— Start TEXT PASSAGE —
The best wine lists have a lot of thought behind them. So how
can you tell if you are holding a great list in your hands?
This guide will tell you all you need to know.
Look for Originality
It is a well known fact in the industry that some wine lists
are written by the wholesalers. This occurs when the restaurant
simply abdicates responsibility for its own wine list and hands
it over to a distributor. The distributor naturally loads up
the wine list with wines from it s portfolio and sprinkles a few
other big brands in there for good measure. Boring!
Worse still are wine lists “bought” by the big wine companies
that are equally loaded up with their own products. “Buying a
list involves discounts, premiums, special pricing – all
designed to shift product rather than provide you the guest with
a memorable wine experience. A bought list is often presented
in a folder with the wine company’s logo on the front. A dead
giveaway!
These lists are unequally balanced towards the products of
the distributor or that particular wine company. They also
indicate a complete lack of interest on the part of the
restaurant in their wine service.
Other lists are simply a collection of famous names that do
not reflect the personality of the particular restaurant.
A good list will provide interesting selections that match
the vision of the restaurant.
Compatibility
Australian cabernets and chardonnays should not dominate the
wine list at a Spanish tapas restaurant – the wines should be
predominantly Spanish. Seafood restaurants should not be
weighted towards full-bodied red wines in favour of
fish-friendly whites. In general, wines should complement the
food with which they'll be served.
Depth
Many wine lists are formulaic. You will see four wines of
each variety without much thought as to how those wines should
be made up. At the very least, they should represent the best
wines from a particular area, or be interspersed with wines of
that style that provide some complexity and interest (how about
a wooded sauvignon blanc amongst the unwooded ones? Or a
Coonawarra Shiraz instead of the cabernets?)
— End TEXT PASSAGE —
* AIM
Reproduce the wine list guide from "Look for Originality" up to and including "good measure. Boring!", swapping "distributor" for "supplier". None of the rows are needed here.
— Start DATA SHOWN —
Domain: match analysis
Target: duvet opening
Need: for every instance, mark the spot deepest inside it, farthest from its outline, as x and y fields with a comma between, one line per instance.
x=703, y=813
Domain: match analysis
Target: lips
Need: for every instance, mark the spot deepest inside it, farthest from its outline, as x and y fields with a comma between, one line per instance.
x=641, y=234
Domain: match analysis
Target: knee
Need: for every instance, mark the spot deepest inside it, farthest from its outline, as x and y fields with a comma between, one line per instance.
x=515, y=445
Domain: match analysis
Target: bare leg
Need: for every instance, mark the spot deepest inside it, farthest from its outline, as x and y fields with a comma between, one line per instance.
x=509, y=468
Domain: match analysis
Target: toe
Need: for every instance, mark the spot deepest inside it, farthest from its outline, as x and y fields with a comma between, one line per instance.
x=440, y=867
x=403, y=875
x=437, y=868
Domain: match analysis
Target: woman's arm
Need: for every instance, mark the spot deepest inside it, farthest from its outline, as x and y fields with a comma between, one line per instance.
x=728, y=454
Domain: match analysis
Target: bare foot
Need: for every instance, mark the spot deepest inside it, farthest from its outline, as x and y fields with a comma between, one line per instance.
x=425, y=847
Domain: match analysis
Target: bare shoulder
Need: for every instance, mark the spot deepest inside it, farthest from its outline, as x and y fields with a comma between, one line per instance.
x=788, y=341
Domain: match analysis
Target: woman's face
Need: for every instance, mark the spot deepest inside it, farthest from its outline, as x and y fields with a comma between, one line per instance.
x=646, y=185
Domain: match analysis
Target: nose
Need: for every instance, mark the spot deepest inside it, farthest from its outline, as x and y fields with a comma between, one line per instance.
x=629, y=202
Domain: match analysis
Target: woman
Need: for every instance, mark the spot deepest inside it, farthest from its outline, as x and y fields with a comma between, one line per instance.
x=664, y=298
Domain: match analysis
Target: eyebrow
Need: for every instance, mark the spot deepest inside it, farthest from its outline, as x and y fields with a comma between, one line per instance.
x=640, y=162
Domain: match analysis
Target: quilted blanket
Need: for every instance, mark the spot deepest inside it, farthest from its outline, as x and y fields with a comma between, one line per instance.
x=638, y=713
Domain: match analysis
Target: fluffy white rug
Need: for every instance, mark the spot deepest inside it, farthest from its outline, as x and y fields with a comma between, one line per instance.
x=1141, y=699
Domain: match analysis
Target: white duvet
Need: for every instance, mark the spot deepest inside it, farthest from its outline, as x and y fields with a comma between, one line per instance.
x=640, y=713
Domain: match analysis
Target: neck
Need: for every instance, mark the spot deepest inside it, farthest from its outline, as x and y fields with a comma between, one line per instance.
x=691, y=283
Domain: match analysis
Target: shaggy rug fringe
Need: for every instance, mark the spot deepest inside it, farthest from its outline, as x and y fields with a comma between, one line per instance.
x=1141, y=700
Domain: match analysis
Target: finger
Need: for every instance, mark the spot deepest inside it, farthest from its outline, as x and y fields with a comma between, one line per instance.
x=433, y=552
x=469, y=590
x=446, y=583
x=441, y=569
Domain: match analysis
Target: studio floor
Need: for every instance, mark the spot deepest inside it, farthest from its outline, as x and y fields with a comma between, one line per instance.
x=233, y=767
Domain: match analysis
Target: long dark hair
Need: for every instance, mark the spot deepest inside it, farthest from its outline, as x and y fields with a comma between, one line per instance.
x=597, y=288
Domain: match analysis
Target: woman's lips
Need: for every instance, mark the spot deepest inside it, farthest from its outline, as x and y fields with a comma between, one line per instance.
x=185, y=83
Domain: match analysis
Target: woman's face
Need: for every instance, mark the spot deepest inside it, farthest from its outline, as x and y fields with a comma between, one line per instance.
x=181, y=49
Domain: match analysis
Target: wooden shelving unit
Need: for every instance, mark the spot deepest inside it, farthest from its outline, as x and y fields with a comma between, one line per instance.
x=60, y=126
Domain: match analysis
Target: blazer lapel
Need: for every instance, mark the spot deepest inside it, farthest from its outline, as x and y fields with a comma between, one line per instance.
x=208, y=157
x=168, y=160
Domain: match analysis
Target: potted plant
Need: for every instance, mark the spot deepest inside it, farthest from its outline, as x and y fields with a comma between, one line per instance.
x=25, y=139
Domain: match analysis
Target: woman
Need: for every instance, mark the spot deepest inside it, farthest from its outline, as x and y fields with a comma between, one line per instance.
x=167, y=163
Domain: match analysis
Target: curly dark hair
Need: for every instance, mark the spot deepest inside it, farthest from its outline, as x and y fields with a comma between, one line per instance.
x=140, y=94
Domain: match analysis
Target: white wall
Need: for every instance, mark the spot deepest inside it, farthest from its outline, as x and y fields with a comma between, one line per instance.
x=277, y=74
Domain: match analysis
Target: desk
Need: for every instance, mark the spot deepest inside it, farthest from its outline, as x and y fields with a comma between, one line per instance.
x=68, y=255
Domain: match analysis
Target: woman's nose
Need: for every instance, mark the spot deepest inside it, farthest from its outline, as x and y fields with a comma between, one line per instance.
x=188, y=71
— End DATA SHOWN —
— Start DATA SHOWN —
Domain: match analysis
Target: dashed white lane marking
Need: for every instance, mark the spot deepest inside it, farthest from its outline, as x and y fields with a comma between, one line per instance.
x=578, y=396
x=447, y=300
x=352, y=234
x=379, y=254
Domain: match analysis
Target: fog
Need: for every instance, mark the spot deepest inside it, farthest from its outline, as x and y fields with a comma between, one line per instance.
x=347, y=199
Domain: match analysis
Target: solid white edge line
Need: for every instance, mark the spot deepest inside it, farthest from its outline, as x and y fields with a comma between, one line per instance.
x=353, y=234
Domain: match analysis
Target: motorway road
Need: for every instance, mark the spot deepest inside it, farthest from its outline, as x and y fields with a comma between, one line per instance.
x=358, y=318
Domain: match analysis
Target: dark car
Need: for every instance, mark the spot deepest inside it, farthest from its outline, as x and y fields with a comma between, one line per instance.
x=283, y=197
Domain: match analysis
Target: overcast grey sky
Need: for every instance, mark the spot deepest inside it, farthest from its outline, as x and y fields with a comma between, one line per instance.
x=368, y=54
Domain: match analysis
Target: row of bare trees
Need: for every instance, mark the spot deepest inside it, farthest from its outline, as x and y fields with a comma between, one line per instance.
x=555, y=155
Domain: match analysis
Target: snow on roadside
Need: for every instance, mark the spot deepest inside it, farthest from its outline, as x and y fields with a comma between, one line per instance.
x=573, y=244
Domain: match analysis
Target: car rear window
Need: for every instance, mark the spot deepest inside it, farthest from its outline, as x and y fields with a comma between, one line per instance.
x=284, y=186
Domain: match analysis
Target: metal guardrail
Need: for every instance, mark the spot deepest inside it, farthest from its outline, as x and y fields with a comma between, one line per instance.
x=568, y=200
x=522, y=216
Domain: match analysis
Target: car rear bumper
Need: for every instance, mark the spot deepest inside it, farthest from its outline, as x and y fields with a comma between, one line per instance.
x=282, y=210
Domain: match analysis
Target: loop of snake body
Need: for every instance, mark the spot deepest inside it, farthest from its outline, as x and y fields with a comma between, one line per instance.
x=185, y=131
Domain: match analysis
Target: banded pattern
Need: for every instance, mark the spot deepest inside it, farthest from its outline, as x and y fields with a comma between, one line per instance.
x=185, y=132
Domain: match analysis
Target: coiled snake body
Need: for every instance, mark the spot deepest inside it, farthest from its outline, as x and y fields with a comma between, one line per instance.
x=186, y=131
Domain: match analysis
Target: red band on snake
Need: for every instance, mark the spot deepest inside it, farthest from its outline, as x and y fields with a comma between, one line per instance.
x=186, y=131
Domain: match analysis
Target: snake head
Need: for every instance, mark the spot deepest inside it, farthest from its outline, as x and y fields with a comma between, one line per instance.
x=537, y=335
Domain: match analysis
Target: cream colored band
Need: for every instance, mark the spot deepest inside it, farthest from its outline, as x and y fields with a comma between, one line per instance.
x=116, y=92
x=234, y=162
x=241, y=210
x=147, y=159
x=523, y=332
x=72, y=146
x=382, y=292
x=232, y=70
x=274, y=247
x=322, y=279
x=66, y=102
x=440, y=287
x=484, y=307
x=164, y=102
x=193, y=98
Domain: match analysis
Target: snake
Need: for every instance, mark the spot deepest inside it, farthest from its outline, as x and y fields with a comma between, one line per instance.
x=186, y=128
— End DATA SHOWN —
— Start DATA SHOWN —
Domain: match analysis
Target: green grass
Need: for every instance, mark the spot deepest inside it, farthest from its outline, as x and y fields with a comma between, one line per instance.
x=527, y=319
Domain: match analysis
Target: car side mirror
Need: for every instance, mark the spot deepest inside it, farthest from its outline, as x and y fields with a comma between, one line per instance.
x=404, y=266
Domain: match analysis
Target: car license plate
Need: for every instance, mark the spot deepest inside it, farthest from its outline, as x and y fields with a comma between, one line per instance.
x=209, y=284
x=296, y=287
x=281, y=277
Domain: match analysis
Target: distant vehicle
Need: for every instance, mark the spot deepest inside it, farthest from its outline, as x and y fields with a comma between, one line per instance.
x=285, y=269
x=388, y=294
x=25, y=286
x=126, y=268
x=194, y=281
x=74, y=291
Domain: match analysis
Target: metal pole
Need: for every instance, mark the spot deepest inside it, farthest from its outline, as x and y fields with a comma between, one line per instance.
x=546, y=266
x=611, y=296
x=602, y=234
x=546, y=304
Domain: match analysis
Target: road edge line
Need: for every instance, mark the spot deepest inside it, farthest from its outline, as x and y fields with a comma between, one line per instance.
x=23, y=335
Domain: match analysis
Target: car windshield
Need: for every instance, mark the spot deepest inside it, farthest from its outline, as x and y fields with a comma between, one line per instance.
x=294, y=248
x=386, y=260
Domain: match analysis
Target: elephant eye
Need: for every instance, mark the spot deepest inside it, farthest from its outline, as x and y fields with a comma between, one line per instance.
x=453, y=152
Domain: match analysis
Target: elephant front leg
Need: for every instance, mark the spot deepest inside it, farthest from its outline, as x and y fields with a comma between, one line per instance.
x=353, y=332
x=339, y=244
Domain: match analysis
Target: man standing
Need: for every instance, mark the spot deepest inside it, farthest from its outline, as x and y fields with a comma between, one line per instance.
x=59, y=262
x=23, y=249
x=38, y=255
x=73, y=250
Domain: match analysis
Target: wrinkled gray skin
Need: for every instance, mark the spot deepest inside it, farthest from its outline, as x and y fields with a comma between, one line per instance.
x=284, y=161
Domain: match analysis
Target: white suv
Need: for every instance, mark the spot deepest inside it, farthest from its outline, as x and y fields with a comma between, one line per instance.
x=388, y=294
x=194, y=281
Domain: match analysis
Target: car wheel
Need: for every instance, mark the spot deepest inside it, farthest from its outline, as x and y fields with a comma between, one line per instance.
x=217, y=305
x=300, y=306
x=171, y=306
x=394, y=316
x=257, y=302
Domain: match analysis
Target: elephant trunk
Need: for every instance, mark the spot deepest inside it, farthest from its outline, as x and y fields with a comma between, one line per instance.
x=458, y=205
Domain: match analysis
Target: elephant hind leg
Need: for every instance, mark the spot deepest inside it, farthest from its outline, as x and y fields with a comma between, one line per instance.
— End DATA SHOWN —
* SOLVED EXERCISE
Look for Originality
It is a well known fact in the industry that some wine lists
are written by the wholesalers. This occurs when the restaurant
simply abdicates responsibility for its own wine list and hands
it over to a supplier. The supplier naturally loads up
the wine list with wines from it s portfolio and sprinkles a few
other big brands in there for good measure. Boring!